Phrase grounding data:
###

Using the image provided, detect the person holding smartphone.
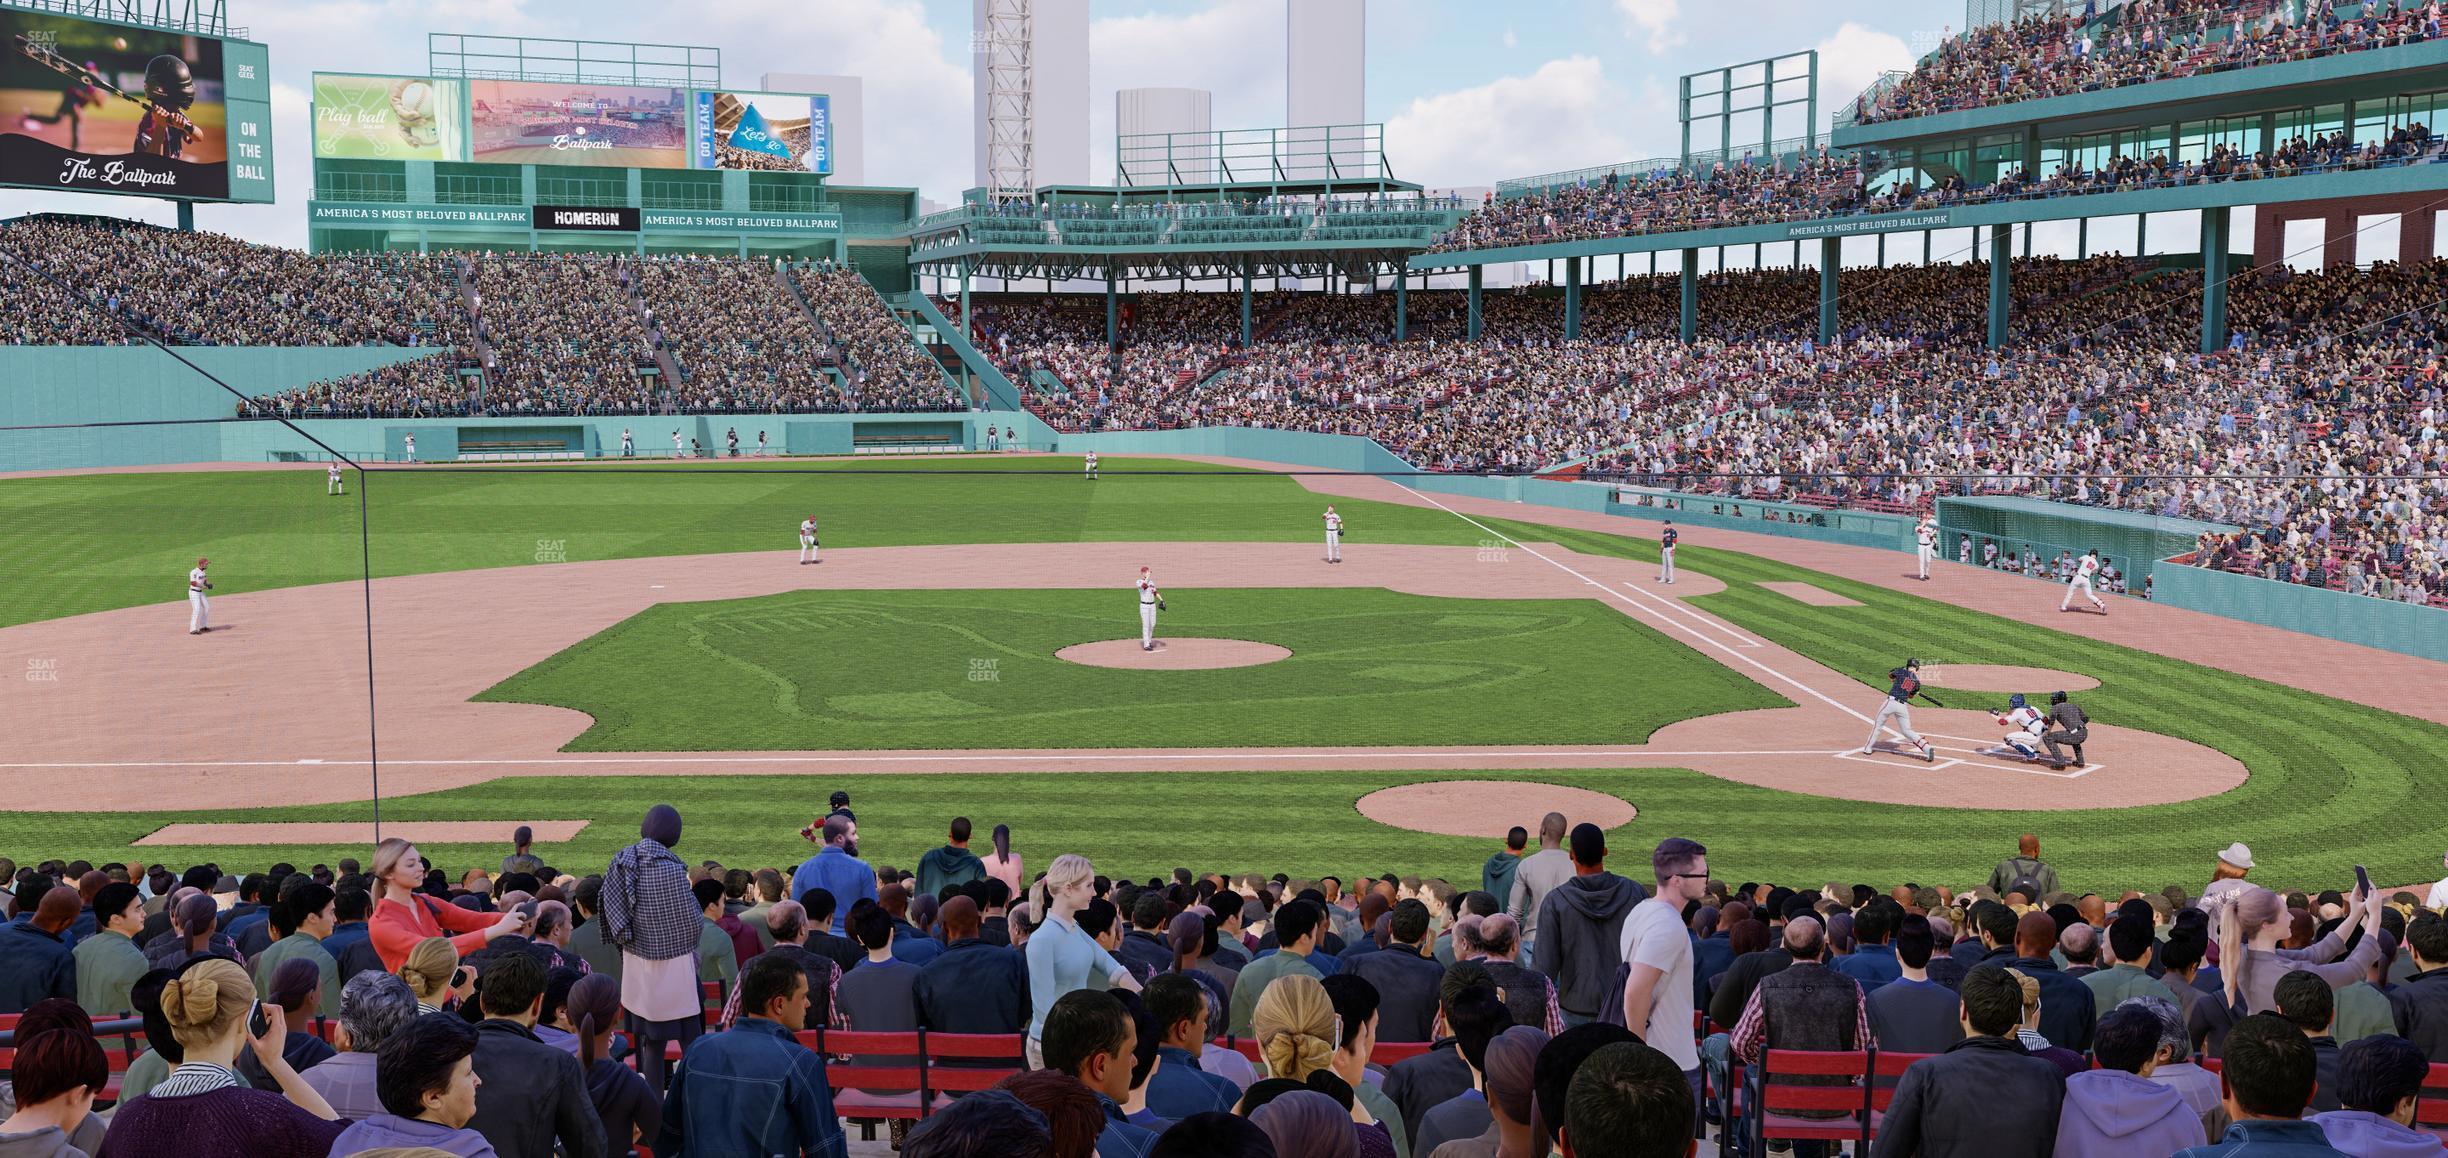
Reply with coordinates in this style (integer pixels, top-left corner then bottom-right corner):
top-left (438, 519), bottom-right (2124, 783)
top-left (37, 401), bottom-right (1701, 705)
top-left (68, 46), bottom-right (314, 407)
top-left (368, 839), bottom-right (528, 974)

###

▶ **HOW TO COMPLETE THIS TASK**
The data above must be copied exactly. Leave out the pictures.

▶ **EXPECTED ANSWER**
Using the image provided, detect the person holding smartphone.
Reply with coordinates in this style (integer pixels, top-left corner then bottom-right corner):
top-left (438, 519), bottom-right (2124, 783)
top-left (37, 401), bottom-right (1701, 705)
top-left (68, 46), bottom-right (314, 407)
top-left (368, 839), bottom-right (528, 974)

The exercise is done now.